-- Problem set --
a) In the excerpt about the backlog, which three questions does the writer recall asking during the early, paranoid phase of a PM career?
b) Does the excerpt about the backlog support each statement below? Answer yes or no for each, and quote the words that decide it.
(i) The writer asked the engineers about slow stories as soon as a delay appeared.
(ii) Stories the writer imagined would take a few hours sometimes took a day or more.
(iii) The engineers' explanations were easy for the writer to follow.
c) Repeat the stretch of the excerpt about the backlog from "I would let" through "and distracted them." word for word.
[begin Excerpt to read]
I know I shouldn’t but I can’t help doing it anyway…

From time to time, I look at my team’s backlog and see that a particular story is taking longer than I expected. It’s a difficult feeling because I don’t have context as to why the work is not being delivered if I just look at my backlog.

Earlier in my PM career, I was a bit paranoid and would sometimes err on the side of conspiracy theories:

  • “Are the engineers being distracted?”

  • “Are they focusing too much a technical matter that will not provide value to the customer?”

  • “Are they doing work in parallel that is not reflected in the backlog?”

I would let time pass and, on occasion, stories that I imagined would take a few hours would turn into a day or more. After reaching peak paranoia, I would finally ask engineers why the work was taking so long.

I was almost always met with two reactions that turned my paranoia into a vicious circle:

  1. The engineers would give me highly technical explanation I couldn’t understand. This would frustrate me because I did not add much value and distracted them.
[end Excerpt to read]
[begin Information shown]
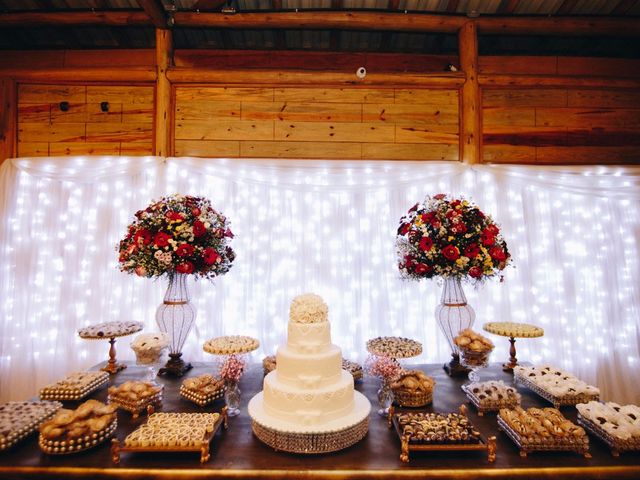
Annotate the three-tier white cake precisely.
[249,293,371,453]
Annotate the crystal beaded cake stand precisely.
[78,322,143,375]
[482,322,544,372]
[249,391,371,454]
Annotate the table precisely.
[0,363,640,480]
[end Information shown]
-- Outputs in order --
a)
1. “Are the engineers being distracted?”
2. “Are they focusing too much a technical matter that will not provide value to the customer?”
3. “Are they doing work in parallel that is not reflected in the backlog?”

b)
(i) No: "After reaching peak paranoia, I would finally ask engineers why the work was taking so long."
(ii) Yes: "stories that I imagined would take a few hours would turn into a day or more"
(iii) No: "The engineers would give me highly technical explanation I couldn’t understand."

c)
I would let time pass and, on occasion, stories that I imagined would take a few hours would turn into a day or more. After reaching peak paranoia, I would finally ask engineers why the work was taking so long.

I was almost always met with two reactions that turned my paranoia into a vicious circle:

  1. The engineers would give me highly technical explanation I couldn’t understand. This would frustrate me because I did not add much value and distracted them.